AVAILABLE DATA section start

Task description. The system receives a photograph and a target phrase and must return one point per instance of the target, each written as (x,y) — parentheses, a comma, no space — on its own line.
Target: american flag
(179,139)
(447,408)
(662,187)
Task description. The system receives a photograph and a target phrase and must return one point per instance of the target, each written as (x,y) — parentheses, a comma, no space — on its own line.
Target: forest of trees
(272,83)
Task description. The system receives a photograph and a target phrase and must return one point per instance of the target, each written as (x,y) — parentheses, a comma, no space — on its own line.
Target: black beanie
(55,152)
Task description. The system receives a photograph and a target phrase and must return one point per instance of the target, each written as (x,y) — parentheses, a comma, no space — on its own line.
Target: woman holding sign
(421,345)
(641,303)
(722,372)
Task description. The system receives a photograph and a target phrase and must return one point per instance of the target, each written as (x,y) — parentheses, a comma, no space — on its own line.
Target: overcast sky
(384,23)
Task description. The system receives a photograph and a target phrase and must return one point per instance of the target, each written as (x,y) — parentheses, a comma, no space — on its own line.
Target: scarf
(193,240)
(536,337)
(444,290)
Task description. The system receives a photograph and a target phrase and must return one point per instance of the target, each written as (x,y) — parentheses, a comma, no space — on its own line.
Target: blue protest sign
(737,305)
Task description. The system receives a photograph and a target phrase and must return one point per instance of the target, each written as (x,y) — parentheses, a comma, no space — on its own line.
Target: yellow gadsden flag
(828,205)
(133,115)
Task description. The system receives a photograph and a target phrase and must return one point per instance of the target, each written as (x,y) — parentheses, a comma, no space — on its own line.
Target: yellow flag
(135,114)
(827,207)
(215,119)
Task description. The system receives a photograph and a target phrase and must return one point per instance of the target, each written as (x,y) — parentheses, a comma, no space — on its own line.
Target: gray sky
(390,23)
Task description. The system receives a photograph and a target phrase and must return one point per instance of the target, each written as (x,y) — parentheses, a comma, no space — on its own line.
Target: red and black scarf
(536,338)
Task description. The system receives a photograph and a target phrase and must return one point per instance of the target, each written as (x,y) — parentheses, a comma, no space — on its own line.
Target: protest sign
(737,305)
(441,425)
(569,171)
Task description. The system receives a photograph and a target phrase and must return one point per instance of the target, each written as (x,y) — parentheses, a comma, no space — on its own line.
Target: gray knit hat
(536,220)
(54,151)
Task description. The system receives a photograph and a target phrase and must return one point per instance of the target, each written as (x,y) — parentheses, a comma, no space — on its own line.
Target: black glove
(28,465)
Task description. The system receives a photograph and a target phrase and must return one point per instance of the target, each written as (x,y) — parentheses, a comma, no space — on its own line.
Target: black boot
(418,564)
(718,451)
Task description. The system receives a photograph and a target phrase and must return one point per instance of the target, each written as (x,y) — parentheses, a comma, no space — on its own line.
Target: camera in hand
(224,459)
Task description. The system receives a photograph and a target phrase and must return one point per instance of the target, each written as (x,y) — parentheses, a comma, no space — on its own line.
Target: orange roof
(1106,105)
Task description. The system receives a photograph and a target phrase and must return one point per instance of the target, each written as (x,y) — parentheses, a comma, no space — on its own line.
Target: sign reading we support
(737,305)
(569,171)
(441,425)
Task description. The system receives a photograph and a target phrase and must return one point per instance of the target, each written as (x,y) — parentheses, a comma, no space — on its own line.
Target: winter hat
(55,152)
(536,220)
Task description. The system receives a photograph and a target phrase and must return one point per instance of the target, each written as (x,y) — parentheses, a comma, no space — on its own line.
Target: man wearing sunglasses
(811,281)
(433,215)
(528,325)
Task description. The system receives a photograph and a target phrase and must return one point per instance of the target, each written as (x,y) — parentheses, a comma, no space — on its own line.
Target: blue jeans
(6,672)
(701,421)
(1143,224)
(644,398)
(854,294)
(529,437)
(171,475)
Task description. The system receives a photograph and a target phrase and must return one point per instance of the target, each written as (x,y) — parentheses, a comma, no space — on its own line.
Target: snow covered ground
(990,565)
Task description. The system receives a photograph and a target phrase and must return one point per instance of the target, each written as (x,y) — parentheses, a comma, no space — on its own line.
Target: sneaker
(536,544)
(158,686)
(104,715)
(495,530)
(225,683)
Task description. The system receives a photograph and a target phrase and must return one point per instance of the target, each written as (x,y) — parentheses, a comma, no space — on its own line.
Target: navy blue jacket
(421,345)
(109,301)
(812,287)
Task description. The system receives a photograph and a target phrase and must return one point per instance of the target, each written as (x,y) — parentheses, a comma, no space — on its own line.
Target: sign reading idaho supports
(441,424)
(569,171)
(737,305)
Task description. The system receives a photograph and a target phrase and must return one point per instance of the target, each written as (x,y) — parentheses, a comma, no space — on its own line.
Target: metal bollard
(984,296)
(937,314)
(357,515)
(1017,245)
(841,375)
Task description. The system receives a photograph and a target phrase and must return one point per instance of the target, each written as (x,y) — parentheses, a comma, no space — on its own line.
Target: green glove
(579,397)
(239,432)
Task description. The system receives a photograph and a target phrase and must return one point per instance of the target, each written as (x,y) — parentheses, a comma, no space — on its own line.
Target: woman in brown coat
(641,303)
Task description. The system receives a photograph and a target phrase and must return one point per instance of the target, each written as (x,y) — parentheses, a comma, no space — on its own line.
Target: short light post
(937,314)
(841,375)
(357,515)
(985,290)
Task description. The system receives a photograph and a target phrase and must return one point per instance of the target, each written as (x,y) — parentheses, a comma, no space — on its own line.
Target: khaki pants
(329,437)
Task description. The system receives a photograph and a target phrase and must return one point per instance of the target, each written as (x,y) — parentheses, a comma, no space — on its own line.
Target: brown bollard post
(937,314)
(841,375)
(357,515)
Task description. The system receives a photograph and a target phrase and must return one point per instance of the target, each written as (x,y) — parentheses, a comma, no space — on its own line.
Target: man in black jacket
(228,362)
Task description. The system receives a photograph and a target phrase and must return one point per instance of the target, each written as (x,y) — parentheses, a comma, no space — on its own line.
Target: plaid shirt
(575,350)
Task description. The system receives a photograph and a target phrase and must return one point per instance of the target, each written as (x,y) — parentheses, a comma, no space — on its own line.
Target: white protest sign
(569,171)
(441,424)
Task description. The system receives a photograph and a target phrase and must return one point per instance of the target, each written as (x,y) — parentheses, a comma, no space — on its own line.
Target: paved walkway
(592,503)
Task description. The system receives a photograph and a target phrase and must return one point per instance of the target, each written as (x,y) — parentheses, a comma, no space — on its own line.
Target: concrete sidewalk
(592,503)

AVAILABLE DATA section end

# AIM OF THE TASK
Transcribe each entry verbatim, leaving none out.

# FINAL ANSWER
Task description. The system receives a photograph and a target phrase and must return one point per instance of the target, each written as (x,y) — parentheses, a comma, no space — on its own line.
Target: american flag
(179,139)
(447,408)
(662,187)
Task description. The system receives a photograph and a target phrase and must return one point per instance of the target, each written as (x,y) — parentheses, a comma, no space — on its own line.
Target: forest of trees
(272,83)
Task description. The system receives a photograph and a target phrase and must return one point per instance of the target, each written as (x,y) — parentheses, a comma, no space — on its own line.
Target: black beanie
(55,152)
Task description. The system receives a photograph and a target phrase and must return one point per instance of the target, each written as (x,y) — parentheses, a comma, no space — on its own line.
Target: woman holding sign
(421,345)
(641,303)
(722,372)
Task description. The system receives a photograph and a target phrase and must return one point per instance of the target, each written as (x,y) — parentheses, a comma, no space — on its own line.
Target: overcast sky
(384,23)
Task description. The system receives a photograph and a target phrase and must return one point per instance of the target, each written as (x,y) — parentheses, a comma, no space — on its own line.
Target: scarf
(193,240)
(536,337)
(444,290)
Task description. The system receives a photograph and a target phrase and must return one point per instance of the target, each written as (x,y) — parentheses, a comma, no space — on its own line.
Target: blue protest sign
(737,305)
Task description. The system receives a photograph and a target phrase and must return one point per instance of the target, each written as (x,y) — parentheses, a comma, no space — on its own line.
Target: yellow gadsden flag
(828,205)
(133,115)
Task description. The system receives a photograph and a target phrase and must return one point per instance of the target, each written as (x,y) — parentheses, a comma, no space — on its own line.
Target: yellow flag
(135,114)
(827,207)
(215,119)
Task description. The system receives a photograph and a target phrase and must return one point per instance of the target, each written as (x,y) — parentheses, a comma, no space — on its own line.
Target: gray sky
(390,23)
Task description. The system receives a photograph and a target phrase and must return one point per instance of the target, each written as (x,y) — parentheses, a comma, no space — on its own line.
Target: red and black scarf
(536,338)
Task description. The system receives a photograph and a target phrase and must return one point per instance of the target, each written as (x,y) — parentheses, a comma, no space — on its own line.
Target: protest sign
(737,305)
(441,425)
(569,171)
Task description. The system receives a photograph and a target phrase and must return one point per instance of the target, each written as (x,y) — parentheses, a comma, no space — on its own line.
Target: gray knit hat
(536,220)
(54,151)
Task description. The system receives a photograph and a target phrase and must return one point per instance of the target, each written as (x,y) — parentheses, a comma, no space — on its own line.
Target: black glove
(28,465)
Task description. The system receives a photograph and a target phrase and must return one point per instance of the target, each written as (x,y) — parentheses, a comma, no space — on its own line.
Target: black boot
(418,564)
(718,451)
Task description. The system receives a photograph and a target phrase and must return one point per instance of the target, each written as (x,y) — parentheses, a comma, no space — on its own line.
Target: camera in hand
(224,459)
Task description. The system receives a photograph and a target phrase and must return one point per instance of the target, each written as (x,y) — parentheses, a comma, no space — on its own line.
Target: orange roof
(1106,105)
Task description. The system receives a photograph and a target phrase and must return one point per instance of the target, each written as (x,y) — parentheses, a comma, no space — on its own line.
Target: sign reading we support
(737,305)
(569,171)
(441,425)
Task description. The system receives a photograph and a target phrase and must return one point per instance of the target, each written as (x,y) — parentheses, a comma, no space — on its own line.
Target: winter hat
(55,152)
(536,220)
Task description. The system receives a photograph and a target phrase and must return one point per instance of the target, each written as (x,y) — parentheses, a comma, no space — on its own line.
Target: man wearing sunglasses
(811,281)
(433,215)
(528,325)
Task description. The system receives a photograph and a target phrase and must return one point per instance of the target, each written as (x,y) — parentheses, a comma, no space — on its own line.
Target: blue jeans
(6,672)
(701,421)
(1143,224)
(644,398)
(854,294)
(529,437)
(171,475)
Task description. The system receives a photograph and a target phrase and must return one point per instance of the target, each written as (x,y) — parentheses, a comma, no space — on its own line.
Target: snow covered ground
(990,565)
Task description. The system receives a photograph and a target phrase and must return one point per instance of the target, each written as (x,y) — parentheses, a comma, no space — on its own line.
Target: sneaker
(536,544)
(158,686)
(104,715)
(495,530)
(225,683)
Task description. The system receives a photograph and a target phrase and must return one point per instance of the target, each written as (x,y) — parentheses, a comma, no space — on its own line.
Target: navy blue jacket
(421,345)
(109,301)
(812,287)
Task description. The system receives a photograph and a target phrase and must return one point per instance of the target, each written as (x,y) — parentheses, a comma, no space — on its own line.
Target: sign reading idaho supports
(441,424)
(569,171)
(737,305)
Task description. The system receives a photograph and a target phrase and must return one point per instance of the target, each written as (x,y) — parentheses, a comma, no space — on its own line.
Target: metal bollard
(984,296)
(937,314)
(357,515)
(1017,245)
(841,375)
Task description. The system receives a photograph and a target phrase and must return one point per instance of the target, each written as (x,y) — parentheses, a comma, no space — on its own line.
Target: green glove
(579,397)
(239,432)
Task description. The system receives a photograph and a target phrase and must return one point per instance of the target, each written as (x,y) — parentheses, a comma, no space — on its own line.
Target: woman in brown coat
(641,303)
Task description. The system receives a photograph and a target phrase and must return one point per instance of the target, each written as (x,y) — parentheses, a comma, no space — on its own line.
Target: short light post
(937,314)
(841,375)
(357,515)
(985,290)
Task description. The system receives a photograph and a target phrase and must return one point per instance of the target, each written as (x,y) — parentheses, a comma, no space — on its own line.
Target: khaki pants
(329,437)
Task description. The system receives a photograph and a target phrase and must return one point per instance of the target, each written as (x,y) — parentheses, a comma, no space — on its own line.
Target: brown bollard post
(937,314)
(841,375)
(357,515)
Task description. The system receives a photograph and a target phrase and must return one point per instance of the target, each written as (x,y) — parentheses, a comma, no space — on its own line.
Target: man in black jacket
(228,362)
Task description. The system receives a photograph and a target phrase and must return one point per instance of the target, each written as (x,y) — parentheses, a comma, no space — on its own line.
Target: plaid shirt
(575,350)
Task description. The system receives a photograph and a target phrase and must return one point per instance of the target, each written as (x,y) — parentheses, a comma, no space — on its own line.
Target: white protest sign
(569,171)
(441,424)
Task description. The system receives a photograph and a target phrase and must return one point per instance of the target, each written as (x,y) — parentheses, a comma, no space — on its own line.
Target: paved walkway
(592,503)
Task description. The system receives a photograph and a target phrase and must return one point per instance of the target, each written as (x,y) — parentheses, a comma, no space — on its own line.
Target: concrete sidewalk
(592,503)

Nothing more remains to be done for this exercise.